Exercise goal: Look through the data below and, wherever a line carries the word "raincoat", please copy that line.

Stored data entries
-*-*-

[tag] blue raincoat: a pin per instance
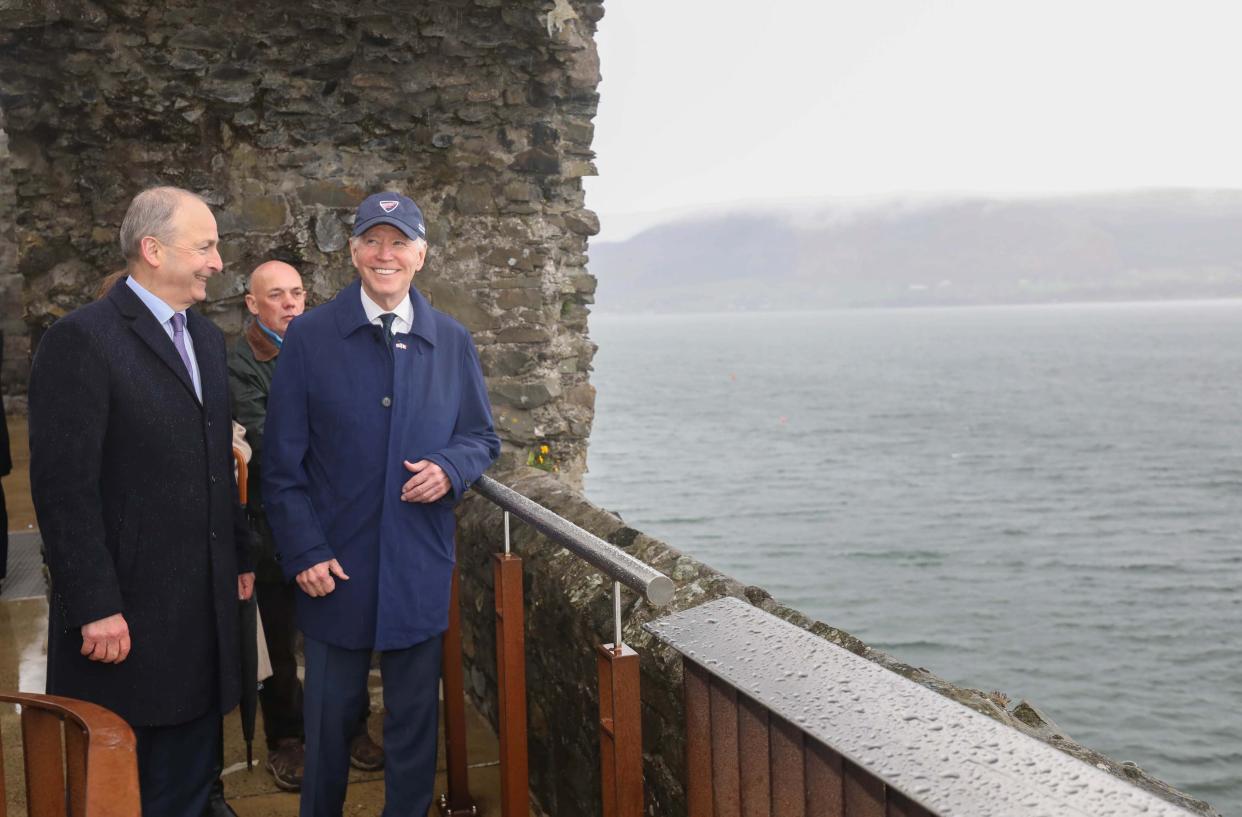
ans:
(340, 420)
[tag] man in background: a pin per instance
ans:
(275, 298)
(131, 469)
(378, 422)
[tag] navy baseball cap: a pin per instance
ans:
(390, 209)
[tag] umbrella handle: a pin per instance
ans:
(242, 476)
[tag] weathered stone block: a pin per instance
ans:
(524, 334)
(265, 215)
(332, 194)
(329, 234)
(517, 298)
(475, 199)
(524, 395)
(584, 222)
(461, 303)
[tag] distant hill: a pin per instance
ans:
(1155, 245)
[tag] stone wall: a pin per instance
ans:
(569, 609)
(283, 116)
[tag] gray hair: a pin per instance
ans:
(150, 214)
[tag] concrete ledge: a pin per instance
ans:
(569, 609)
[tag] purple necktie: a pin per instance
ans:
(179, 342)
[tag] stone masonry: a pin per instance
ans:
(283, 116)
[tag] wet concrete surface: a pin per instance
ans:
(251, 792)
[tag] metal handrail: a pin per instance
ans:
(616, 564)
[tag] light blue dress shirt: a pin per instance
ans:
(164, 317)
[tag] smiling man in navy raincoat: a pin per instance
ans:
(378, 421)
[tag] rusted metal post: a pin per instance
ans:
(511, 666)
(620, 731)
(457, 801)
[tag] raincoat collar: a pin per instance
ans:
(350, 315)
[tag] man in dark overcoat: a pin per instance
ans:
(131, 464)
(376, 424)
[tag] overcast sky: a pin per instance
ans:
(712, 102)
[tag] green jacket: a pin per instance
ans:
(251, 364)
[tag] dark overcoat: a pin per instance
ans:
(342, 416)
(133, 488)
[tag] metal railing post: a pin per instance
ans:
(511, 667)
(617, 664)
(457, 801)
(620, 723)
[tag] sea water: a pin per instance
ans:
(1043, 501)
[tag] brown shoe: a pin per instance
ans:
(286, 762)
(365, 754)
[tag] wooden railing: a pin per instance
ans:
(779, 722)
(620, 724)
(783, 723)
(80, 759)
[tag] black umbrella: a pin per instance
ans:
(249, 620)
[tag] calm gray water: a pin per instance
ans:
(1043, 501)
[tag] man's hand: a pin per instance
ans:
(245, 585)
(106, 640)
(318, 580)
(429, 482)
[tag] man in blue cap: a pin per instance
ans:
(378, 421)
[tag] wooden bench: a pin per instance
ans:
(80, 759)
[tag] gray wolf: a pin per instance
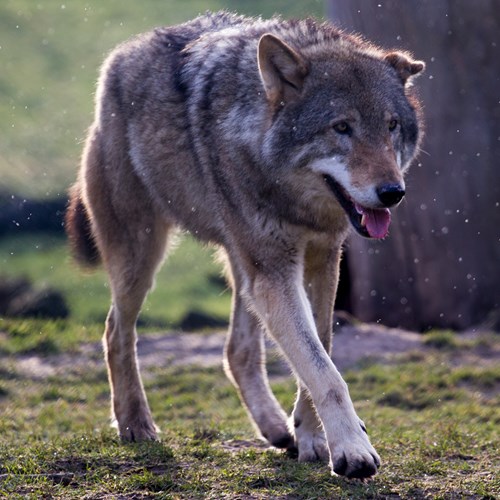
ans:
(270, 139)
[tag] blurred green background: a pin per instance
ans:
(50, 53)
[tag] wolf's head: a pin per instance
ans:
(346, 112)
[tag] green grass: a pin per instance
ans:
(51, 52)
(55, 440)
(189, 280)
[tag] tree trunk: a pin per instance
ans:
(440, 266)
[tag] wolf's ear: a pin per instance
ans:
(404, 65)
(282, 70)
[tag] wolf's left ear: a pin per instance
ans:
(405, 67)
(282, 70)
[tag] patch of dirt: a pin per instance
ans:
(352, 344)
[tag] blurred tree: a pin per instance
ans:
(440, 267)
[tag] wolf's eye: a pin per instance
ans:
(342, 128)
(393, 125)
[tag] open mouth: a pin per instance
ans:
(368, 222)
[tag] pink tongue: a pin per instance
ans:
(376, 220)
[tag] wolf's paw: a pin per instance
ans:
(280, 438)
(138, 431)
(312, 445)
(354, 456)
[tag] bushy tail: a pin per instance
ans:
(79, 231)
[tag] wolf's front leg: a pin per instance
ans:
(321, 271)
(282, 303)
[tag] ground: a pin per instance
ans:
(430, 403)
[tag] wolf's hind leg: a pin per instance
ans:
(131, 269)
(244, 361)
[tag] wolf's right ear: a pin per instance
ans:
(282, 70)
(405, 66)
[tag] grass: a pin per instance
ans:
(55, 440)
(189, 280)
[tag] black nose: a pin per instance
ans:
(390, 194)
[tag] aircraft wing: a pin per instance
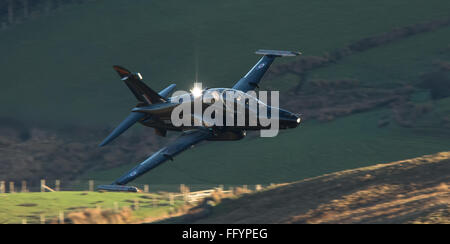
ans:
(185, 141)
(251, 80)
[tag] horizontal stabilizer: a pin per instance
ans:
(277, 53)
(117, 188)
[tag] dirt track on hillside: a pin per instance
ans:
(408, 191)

-*-*-

Result of this exercise:
[tag] blue raincoat: a pin per instance
[tag] smiling man in navy raincoat: a pin per instance
[tag] raincoat collar: a pin per instance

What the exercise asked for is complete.